> Source document:
Stinky sausagages, rich-man slop and other memorable meals

An Irishwoman’s Diary

It is always nice to read about wonderfully memorable meals, but let’s not forget the meals that were memorable for the very worst reasons.

Actor and keen cook Stanley Tucci mentions one of those meals in his new memoir, Taste: My Life Through Food, and it would send a shiver down the toughest spine. Look away now if you have a delicate disposition or are embarking on a meal.

The actor was in France, promoting Julie & Julia with his screen wife Meryl Streep who played the acclaimed cook Julia Child. It’s ironic that they played two great gourmands because they made a rookie tourist error and ordered the andouillette.

It’s fair to say that andouillette is an acquired taste. It is a sausage packed with the intestines of a pig, and when it is cut open, bundles of entrails fall out and give off a strong smell that some people would describe as sewage-like.

> Task brief: Using the diary column, explain in one to three sentences why andouillette is called an acquired taste.

> Source material:
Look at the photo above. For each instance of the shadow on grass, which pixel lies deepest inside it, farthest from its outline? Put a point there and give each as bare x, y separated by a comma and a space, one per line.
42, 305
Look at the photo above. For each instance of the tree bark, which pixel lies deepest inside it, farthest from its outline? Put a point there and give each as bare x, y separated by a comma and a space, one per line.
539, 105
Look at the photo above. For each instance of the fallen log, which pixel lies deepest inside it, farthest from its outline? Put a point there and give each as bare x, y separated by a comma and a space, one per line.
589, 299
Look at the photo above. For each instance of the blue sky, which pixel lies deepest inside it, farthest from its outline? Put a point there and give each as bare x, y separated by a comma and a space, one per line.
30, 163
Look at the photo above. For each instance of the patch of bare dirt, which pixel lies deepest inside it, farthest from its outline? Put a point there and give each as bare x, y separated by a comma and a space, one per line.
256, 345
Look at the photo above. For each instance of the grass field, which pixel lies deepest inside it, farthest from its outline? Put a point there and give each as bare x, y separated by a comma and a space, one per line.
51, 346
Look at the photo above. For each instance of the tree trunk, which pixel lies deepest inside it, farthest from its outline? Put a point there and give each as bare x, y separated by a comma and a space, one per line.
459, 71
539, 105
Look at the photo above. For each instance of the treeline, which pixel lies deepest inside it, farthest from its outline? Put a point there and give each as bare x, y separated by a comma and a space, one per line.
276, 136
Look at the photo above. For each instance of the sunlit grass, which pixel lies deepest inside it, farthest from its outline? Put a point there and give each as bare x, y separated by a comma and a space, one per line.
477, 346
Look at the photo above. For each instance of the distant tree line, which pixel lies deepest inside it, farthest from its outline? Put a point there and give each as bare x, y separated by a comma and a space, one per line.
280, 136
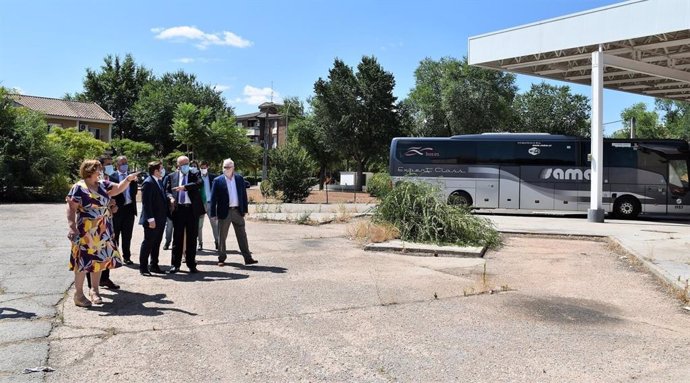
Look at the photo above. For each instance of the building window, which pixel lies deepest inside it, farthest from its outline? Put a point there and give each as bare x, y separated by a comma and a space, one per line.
96, 132
52, 125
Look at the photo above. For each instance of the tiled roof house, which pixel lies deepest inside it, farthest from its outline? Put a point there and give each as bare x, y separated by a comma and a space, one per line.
87, 116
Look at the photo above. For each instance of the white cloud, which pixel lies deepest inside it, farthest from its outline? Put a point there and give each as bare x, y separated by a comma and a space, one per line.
257, 96
185, 60
204, 40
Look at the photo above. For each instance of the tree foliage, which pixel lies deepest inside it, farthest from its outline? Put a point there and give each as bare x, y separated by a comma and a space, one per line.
676, 117
313, 137
452, 97
115, 88
77, 146
291, 173
213, 137
646, 122
358, 110
552, 109
138, 153
159, 99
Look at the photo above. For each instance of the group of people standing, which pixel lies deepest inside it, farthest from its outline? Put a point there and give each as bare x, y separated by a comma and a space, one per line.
102, 207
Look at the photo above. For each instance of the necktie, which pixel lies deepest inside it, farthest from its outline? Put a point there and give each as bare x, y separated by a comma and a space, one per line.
183, 194
128, 198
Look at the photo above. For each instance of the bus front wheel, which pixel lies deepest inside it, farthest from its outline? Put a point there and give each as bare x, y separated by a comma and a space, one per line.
460, 198
626, 207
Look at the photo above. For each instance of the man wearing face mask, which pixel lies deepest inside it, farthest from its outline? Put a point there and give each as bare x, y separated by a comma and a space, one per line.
183, 192
207, 179
123, 220
229, 205
154, 212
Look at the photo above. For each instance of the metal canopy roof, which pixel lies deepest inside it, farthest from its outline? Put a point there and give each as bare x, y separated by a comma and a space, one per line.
646, 45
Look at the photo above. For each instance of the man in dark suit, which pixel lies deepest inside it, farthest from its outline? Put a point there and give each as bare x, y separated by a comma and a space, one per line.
154, 213
207, 180
123, 220
182, 190
229, 205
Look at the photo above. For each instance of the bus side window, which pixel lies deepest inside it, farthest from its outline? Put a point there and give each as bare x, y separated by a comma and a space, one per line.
678, 176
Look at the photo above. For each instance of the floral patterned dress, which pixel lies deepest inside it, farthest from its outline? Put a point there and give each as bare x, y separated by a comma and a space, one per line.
94, 249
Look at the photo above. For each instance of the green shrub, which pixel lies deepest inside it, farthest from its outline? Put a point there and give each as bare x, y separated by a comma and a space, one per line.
380, 185
291, 173
253, 180
421, 215
267, 189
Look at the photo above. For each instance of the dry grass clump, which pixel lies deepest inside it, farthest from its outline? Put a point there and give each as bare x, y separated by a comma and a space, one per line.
369, 232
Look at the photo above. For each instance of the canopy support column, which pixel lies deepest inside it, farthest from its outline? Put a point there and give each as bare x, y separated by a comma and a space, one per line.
595, 212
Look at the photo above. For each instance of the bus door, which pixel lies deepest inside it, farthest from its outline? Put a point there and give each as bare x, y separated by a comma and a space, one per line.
678, 193
509, 188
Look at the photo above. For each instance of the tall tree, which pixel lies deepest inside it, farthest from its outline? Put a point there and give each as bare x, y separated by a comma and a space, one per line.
358, 111
115, 88
452, 97
646, 123
158, 100
676, 117
313, 137
552, 109
190, 125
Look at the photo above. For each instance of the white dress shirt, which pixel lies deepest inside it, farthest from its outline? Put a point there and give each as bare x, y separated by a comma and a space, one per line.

> Exercise output: Andouillette is a sausage packed with the intestines of a pig. When it is cut open, bundles of entrails fall out and give off a strong smell that some people would describe as sewage-like.